» Supplied text
##########

On Tue, 10 Nov 1998, Kent M Pitman wrote:

>[...]
> 
> In any event, also, I observe the possibility of tests whose 
> function is not to "prove conformance" but to "demonstrate
> correct behavior on a known set of tests".  By such word games,
> you can relax the set of things the test seems to "prove" and
> so make it possible for a correct answer to mean "passed" and
> not "might have passed" since completing the entire test does
> not have the same weight.  That might be a better way to go.

That is closer to what I was thinking, anyway.  They should provide a
common basis for comfort, but should not be taken to prove anything.

> 
> Also, I do think you should create an appeal procedure because
> a failure to conform may sometimes be due to lack of foresight
> on the part of the designers and (as with a disputed item on a
> credit card bill) might wish not to be counted as a black mark
> during a time while some sort of mediation was invoked.

I see your point, but I sure don't want to create some huge legal system
for this.  With the test case subservient to the specification, I could
forsee confusion in the marketplace between "conforming" and "passes the
tests", if the tests are testing MORE than what is specified.  Of course,
I can forsee just as well confusion between "conforming" and "uses the
reference implementation", since a reference implementations, like a test
case, will likely do more than what is specified.

> 
> However, all that said, I think exactly for the reasons cited
> above that you are best staying out of the business of tightly
> coupling tests with specifications unless you make the tests
> definitional, and at that point you might as well just supply a 
> reference implementation instead.

##########

(Annotation records)
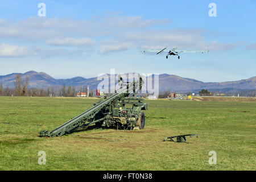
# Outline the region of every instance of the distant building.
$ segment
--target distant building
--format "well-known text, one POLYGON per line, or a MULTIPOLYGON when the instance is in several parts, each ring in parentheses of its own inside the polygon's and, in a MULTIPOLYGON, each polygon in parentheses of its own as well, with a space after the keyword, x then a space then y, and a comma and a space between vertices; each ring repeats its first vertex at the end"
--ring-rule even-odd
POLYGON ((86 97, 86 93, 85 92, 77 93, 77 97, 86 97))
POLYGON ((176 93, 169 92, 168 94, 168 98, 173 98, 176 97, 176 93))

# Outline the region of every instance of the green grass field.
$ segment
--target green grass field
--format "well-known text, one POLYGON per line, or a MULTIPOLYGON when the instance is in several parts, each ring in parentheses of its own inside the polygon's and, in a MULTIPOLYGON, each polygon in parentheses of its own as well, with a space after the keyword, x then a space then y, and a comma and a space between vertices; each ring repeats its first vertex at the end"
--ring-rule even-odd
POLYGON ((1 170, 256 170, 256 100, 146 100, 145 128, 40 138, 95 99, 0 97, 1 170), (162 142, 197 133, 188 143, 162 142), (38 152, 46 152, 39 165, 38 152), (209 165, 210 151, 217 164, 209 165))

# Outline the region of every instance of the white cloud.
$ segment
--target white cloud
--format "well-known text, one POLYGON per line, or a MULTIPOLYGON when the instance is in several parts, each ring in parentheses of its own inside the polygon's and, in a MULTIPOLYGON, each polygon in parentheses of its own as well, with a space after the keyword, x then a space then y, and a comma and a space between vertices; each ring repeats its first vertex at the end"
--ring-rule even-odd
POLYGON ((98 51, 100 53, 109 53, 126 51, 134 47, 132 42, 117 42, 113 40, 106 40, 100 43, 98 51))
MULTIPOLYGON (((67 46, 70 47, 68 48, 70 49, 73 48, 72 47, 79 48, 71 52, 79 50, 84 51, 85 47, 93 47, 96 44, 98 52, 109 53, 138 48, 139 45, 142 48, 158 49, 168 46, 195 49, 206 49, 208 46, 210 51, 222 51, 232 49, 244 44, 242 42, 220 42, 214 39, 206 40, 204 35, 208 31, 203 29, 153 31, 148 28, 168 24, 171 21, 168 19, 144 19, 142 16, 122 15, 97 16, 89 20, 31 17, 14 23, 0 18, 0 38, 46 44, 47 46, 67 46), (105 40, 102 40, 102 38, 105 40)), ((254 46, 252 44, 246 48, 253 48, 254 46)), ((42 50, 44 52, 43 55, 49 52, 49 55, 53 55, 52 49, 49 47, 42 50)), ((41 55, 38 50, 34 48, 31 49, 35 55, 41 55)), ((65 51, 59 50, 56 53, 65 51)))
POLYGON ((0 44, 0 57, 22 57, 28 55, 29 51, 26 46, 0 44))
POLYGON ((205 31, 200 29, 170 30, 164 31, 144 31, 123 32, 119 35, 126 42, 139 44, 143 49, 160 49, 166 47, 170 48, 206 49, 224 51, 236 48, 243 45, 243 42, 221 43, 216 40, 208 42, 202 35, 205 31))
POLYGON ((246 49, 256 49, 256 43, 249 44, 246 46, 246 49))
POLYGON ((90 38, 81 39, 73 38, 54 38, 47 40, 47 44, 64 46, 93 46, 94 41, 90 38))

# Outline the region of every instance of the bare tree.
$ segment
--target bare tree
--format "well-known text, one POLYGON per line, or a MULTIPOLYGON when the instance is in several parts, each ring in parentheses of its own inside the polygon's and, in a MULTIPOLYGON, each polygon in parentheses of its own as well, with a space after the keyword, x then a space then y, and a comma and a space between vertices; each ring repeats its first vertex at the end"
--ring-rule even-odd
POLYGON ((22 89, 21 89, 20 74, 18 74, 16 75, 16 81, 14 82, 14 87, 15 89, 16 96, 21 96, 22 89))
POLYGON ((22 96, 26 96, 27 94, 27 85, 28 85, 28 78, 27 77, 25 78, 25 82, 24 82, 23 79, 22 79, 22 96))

##########

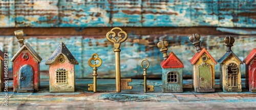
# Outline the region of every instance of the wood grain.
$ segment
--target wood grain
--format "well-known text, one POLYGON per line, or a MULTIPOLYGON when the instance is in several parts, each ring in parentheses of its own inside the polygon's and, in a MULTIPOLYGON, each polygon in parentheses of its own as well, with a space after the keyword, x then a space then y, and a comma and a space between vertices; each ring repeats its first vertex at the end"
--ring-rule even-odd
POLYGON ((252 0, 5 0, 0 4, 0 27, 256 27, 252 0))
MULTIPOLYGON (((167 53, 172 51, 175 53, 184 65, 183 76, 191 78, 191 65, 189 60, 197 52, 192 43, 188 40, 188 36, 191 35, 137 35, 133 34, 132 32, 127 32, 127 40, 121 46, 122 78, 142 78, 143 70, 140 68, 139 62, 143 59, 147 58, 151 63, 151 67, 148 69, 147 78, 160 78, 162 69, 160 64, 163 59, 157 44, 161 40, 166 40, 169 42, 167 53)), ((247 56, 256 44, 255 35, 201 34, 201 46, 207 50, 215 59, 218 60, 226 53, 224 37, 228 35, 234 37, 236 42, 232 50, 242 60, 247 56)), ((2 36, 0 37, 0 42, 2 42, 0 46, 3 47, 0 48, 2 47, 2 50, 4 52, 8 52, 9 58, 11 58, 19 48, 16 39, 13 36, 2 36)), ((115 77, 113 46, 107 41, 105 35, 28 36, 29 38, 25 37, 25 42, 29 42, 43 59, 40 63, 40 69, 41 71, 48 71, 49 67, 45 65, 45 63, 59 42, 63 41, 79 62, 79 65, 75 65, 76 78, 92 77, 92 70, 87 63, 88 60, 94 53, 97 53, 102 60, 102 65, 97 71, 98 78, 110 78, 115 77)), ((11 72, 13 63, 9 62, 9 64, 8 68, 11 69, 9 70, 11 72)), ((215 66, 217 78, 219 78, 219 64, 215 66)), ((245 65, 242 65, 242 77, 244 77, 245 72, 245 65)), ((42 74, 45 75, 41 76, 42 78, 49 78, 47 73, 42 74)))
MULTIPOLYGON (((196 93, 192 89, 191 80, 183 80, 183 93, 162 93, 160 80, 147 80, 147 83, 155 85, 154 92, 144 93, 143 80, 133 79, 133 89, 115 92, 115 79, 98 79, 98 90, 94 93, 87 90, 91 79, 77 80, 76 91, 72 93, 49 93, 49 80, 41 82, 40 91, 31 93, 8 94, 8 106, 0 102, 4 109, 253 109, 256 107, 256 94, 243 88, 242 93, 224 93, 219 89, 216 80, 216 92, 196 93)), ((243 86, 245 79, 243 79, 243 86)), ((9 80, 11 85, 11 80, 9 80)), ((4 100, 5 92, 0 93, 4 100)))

##########

» Required actions
1: In the email about conformance tests, what does Kent M Pitman say should be created for cases where a failure to conform comes from the designers' lack of foresight?
2: Carry on the email about conformance tests from the point where it stops.
You won't need the records for anything here.

» Responses for each task
1: An appeal procedure.

2:
Except that the reference implementation and tests are complementary, and
a reference implementation is not always possible.

I'm not sure what you mean by "definitional" here.  I'm not suggesting a
formal conformance suite, a la Ada.

> 
> I don't like the idea of screening who can be in this srfi system and
> who can't, nor do i like the idea of saying who complies and who
> doesn't.

My wording made it sound too formal and harsh, I think.  I was hoping to
avoid some duplication of effort in generating test cases.  I was partly
presuming that (1) the author of the SRFI would, in general, be in a
better position to demonstrate the intended behavior by example, and (2) 
the SRFI review process would give people a chance to see the tests and
run them quickly on their own systems, providing an additional check on
the internal consistency of the proposal.

>   I think it should be simply be a place to register something
> for anyone who wants to do it, and that compliance should be judged by
> the market and/or by one OR MORE independent (not uniquely determined)
> agencies, since I may not trust any one set of tests or testers, and
> I'd rather let the marketplace sort out who are good testers than
> build that into the process.  There's no obvious reason to believe
> that just because someone can write a good spec, that they can also
> write a good test.  

True, and I'd forgotten that.  In my industrial experience, the testers
have been completely different groups with different skill sets from the
developers, and that is usually beneficial because the testers don't
subconsciously know how to avoid triggering bugs. 

> I'm worried about other good tests not being 
> given the same status, and I'm worried about bad tests attached to
> good specs getting undue weight.

Good point.  Maybe I should suggest a different, even more decoupled
approach.  According to Shriram's argument, perhaps both the reference
implementation and the test cases should be completely decoupled,
permitting multiple and evolving instances associated with the SRFI. 

That is, instead of imbedding the reference implementation and test cases
in the SRFI, the SRFI should just be the specification, with an extenable
sequence of appendices of either type "reference implemention" or "test
suite". The process could then require a SRFI to have an initial set of
appendices.  The extensibility process would have to be formalized, but at
least it associates the changes with the SRFI object itself rather than
requiring a superceded-by SRFI, when no defect in the specification itself
is found.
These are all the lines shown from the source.